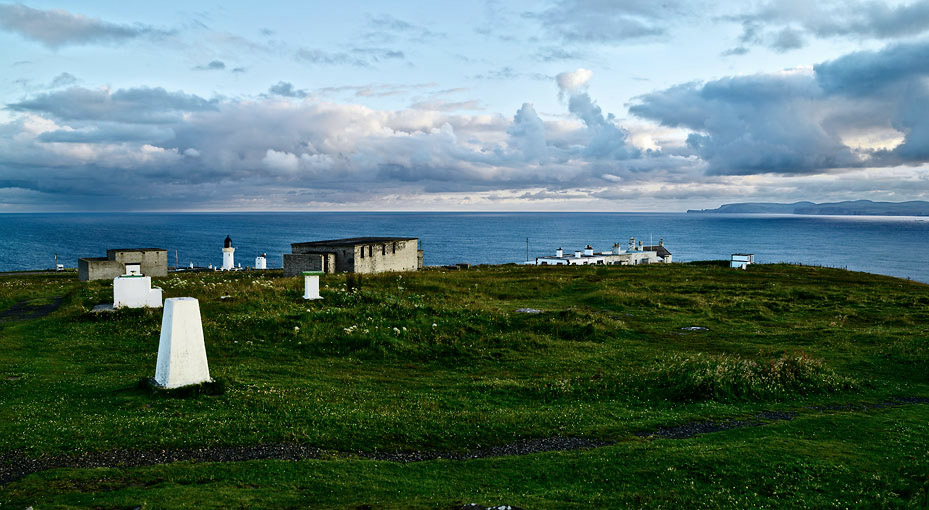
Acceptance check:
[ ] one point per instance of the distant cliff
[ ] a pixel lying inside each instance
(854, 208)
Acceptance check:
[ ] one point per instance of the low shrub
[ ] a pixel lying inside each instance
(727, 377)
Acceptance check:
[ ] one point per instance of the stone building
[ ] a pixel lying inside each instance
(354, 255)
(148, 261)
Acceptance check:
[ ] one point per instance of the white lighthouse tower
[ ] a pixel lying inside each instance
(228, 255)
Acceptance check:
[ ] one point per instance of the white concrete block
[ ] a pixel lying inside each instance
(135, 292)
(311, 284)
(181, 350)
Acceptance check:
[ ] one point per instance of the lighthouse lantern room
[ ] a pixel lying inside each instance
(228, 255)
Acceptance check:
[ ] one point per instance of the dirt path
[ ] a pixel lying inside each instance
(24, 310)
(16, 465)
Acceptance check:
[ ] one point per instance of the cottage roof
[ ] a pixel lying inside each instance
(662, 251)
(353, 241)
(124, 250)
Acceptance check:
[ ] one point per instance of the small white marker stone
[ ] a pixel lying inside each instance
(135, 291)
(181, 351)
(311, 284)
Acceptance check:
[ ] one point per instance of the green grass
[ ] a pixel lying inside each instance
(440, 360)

------------------------------------------------------------

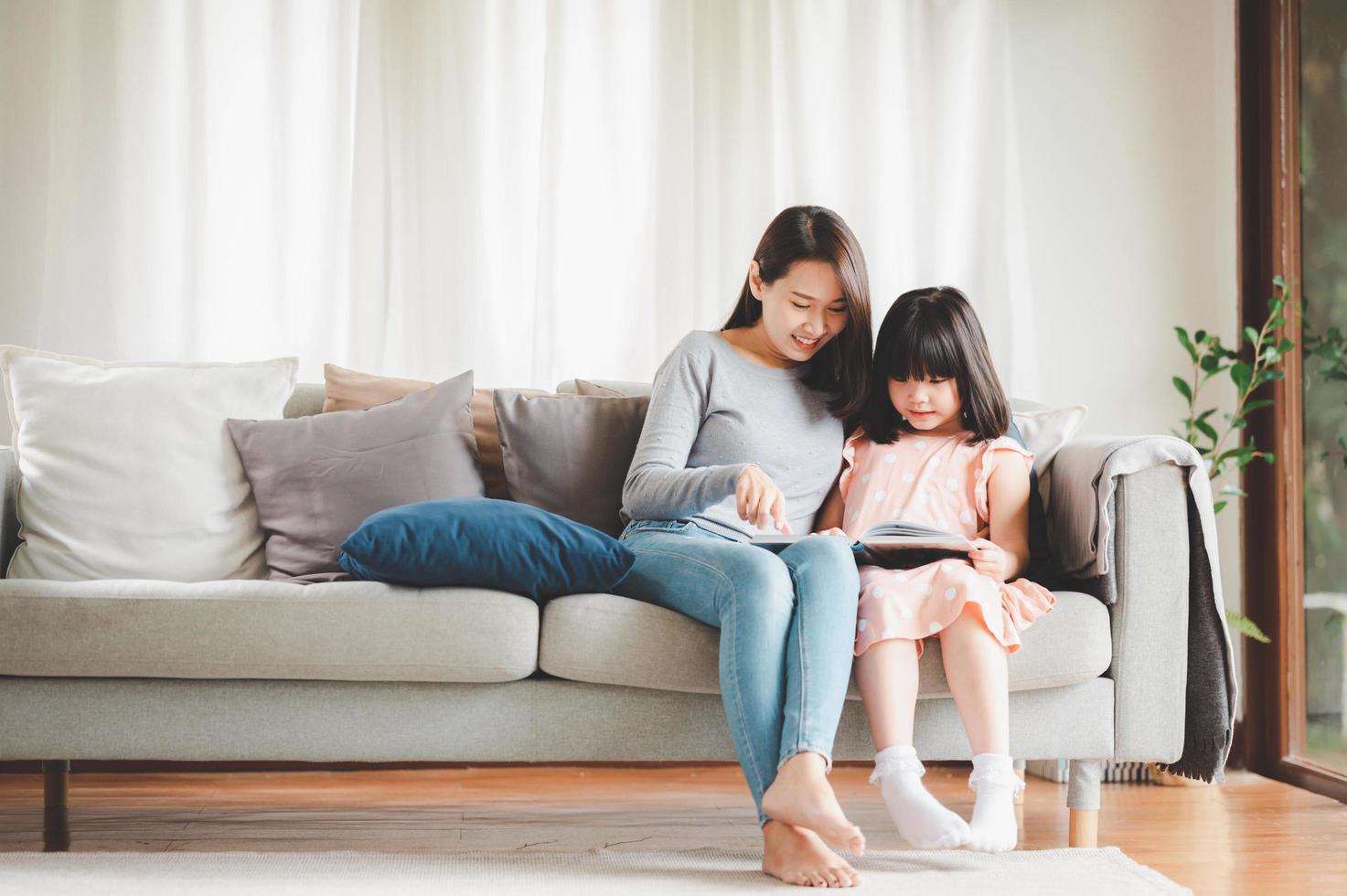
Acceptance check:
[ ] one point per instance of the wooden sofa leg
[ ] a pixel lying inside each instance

------------------------------------------------------------

(What the exercise asks) In the material above, which lines contain "stone"? Copy each of them.

(Written response)
[ ] one point per instance of the stone building
[ ] one point per instance of the small white marker stone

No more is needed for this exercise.